### Stated task
Express the stretch of the records below, from the line containing "instance: [(246, 247)]" through the line containing "[(148, 236)]", as a JSON list of strings with one string per line and blank lines left out.

::: Material provided :::

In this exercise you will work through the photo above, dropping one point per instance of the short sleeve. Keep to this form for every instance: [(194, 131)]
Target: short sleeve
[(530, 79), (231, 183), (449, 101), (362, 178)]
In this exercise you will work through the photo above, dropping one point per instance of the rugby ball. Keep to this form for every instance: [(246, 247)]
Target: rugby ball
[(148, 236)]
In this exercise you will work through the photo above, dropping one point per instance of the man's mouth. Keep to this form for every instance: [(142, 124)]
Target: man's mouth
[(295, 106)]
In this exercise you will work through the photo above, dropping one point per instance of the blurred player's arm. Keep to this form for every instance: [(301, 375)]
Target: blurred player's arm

:::

### Task result
[
  "In this exercise you will work through the photo above, dropping one point per instance of the rugby ball. Keep to this form for every instance: [(246, 247)]",
  "Target: rugby ball",
  "[(148, 236)]"
]